**Required work:**
Going through the entries below, count each line containing the word "fingers". Report the number only.

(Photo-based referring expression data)
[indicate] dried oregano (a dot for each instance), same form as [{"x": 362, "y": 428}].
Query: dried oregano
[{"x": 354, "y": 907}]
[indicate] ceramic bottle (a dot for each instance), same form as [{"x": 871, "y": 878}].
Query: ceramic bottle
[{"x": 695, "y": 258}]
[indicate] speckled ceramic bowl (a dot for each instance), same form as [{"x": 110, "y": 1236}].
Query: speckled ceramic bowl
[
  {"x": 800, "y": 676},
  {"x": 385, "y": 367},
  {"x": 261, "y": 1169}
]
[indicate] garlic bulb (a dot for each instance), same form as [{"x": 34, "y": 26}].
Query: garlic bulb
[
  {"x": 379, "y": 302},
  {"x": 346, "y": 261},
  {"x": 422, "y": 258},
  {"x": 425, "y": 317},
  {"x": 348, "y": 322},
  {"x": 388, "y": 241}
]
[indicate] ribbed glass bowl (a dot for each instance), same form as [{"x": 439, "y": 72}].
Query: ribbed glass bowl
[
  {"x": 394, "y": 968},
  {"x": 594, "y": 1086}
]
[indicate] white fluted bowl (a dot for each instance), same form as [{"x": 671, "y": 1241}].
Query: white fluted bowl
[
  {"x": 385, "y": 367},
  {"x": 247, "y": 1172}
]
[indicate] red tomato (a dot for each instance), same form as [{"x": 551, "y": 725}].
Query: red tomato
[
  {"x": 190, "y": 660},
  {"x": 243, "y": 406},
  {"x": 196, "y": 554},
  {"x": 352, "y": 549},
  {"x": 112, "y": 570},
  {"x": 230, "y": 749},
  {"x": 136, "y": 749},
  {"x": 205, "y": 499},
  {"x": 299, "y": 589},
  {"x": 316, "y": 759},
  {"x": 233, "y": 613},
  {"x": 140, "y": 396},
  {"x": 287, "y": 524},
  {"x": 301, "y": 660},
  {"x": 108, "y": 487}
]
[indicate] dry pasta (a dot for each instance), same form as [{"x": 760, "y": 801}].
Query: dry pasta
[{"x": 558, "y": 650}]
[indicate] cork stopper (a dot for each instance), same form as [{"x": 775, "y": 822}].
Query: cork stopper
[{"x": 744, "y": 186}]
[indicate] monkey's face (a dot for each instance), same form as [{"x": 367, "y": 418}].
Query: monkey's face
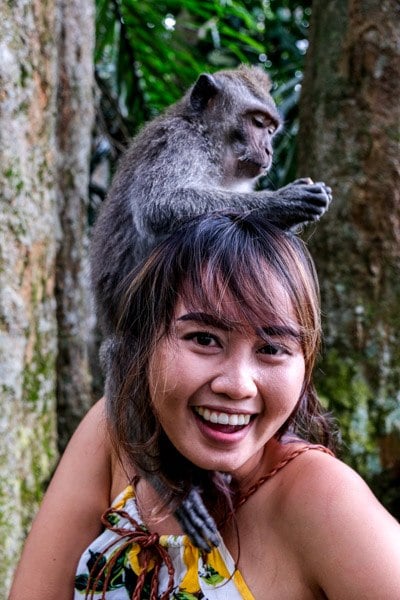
[
  {"x": 220, "y": 392},
  {"x": 249, "y": 148}
]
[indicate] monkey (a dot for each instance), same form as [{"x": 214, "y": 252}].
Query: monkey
[{"x": 206, "y": 152}]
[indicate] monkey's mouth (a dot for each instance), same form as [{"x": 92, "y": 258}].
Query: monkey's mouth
[
  {"x": 224, "y": 422},
  {"x": 251, "y": 168}
]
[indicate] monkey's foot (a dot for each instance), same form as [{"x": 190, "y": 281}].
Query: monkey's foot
[{"x": 197, "y": 522}]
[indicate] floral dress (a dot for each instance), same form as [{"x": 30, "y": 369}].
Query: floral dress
[
  {"x": 128, "y": 562},
  {"x": 196, "y": 575}
]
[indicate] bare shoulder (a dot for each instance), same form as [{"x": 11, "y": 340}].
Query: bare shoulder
[{"x": 348, "y": 543}]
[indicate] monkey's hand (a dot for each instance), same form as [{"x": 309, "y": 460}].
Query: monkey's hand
[
  {"x": 197, "y": 522},
  {"x": 299, "y": 202}
]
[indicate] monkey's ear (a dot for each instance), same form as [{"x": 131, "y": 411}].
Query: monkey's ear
[{"x": 205, "y": 88}]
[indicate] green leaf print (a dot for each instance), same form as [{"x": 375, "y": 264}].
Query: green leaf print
[
  {"x": 211, "y": 576},
  {"x": 113, "y": 519}
]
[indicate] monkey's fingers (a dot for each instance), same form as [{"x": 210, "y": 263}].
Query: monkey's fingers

**Solution to the problem:**
2